[Goal of the exercise]:
Repeat the data. Keep each line identical.

[Records for this task]:
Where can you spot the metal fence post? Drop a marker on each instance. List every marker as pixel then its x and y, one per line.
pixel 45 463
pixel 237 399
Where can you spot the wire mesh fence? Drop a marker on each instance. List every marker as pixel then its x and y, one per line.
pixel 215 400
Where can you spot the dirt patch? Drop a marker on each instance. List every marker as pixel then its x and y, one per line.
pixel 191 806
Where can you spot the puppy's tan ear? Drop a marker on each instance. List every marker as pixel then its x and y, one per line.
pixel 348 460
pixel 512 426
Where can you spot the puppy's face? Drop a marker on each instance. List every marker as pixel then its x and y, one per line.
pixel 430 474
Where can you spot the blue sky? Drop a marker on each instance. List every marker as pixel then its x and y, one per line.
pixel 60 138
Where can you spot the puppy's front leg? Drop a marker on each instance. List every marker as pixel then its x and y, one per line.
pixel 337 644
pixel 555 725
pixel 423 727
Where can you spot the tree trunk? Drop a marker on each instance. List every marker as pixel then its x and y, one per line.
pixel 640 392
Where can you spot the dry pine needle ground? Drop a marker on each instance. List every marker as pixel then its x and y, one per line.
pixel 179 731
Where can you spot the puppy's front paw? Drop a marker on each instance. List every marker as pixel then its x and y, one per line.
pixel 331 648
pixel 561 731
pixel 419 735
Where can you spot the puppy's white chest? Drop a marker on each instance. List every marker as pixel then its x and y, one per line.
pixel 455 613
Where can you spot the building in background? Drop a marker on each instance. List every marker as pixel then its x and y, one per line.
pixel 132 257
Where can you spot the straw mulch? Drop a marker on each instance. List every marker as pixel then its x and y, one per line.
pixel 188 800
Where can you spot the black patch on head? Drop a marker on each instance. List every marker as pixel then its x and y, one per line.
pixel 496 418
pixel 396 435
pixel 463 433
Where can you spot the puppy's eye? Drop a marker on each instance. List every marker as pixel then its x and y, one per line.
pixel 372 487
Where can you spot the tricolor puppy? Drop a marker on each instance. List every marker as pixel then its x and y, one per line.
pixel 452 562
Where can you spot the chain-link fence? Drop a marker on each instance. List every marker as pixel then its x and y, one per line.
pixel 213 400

[Answer space]:
Where can you spot the metal fence post? Drop a marker on each instance. List every marker as pixel then its x and y, one per line.
pixel 45 463
pixel 237 399
Where can you spot the wire mesh fence? Drop a marker on each instance. List every marker as pixel then its x and y, one per line.
pixel 215 400
Where can you spot the dirt patch? Drop a marker on each instance. List every marker as pixel then its x and y, one per line.
pixel 191 806
Where can you spot the puppy's tan ear? Drop a marker on each instance. List every marker as pixel then its x and y, one per line.
pixel 348 460
pixel 512 426
Where can you spot the puppy's face? Drop a marker on each instance. List every marker as pixel then its x and y, one per line.
pixel 430 474
Where can you spot the blue sky? Drop a marker on each instance. List every marker as pixel then its x and y, one per line.
pixel 60 138
Where can you spot the puppy's front leg? Drop a marker on each instance. List every marker as pixel then its x and y, one per line.
pixel 337 644
pixel 555 725
pixel 423 727
Where can you spot the tree trunk? Drop a marker on each instance. List every marker as pixel then its x and y, one per line.
pixel 640 392
Where can you spot the dry pine needle ground? Drop a marker on each instance. List every marker as pixel then its x and y, one per line.
pixel 179 731
Where can you spot the puppy's front paw? Drop a marker on each instance. List every marker as pixel then its x and y, one per line.
pixel 331 648
pixel 561 731
pixel 419 735
Where can you spot the puppy's white chest? Drop a marker on each instance. List every marker as pixel then its x and y, one per line.
pixel 455 613
Where can you spot the building in background? Drop a marker on each instance. List every marker as pixel then its x and y, one per line.
pixel 132 257
Where can you spot the straw mulch? Drop a marker on each instance. List every marker as pixel then its x and y, one per line.
pixel 188 800
Where can you spot the black patch on head? Drop a marker on each instance. List every marker as pixel then its x and y, one per line.
pixel 496 418
pixel 396 435
pixel 463 433
Where can you spot the puppy's eye? Drop a marker on each instance. List every marker as pixel then its x and y, one per line.
pixel 372 487
Where can you spot the tricolor puppy? Drop a marker on each instance. List every marker as pixel then its x and y, one per line.
pixel 452 562
Where can you spot the chain-link fence? Drop a marker on each instance. List every marker as pixel then its x and y, one per line.
pixel 213 400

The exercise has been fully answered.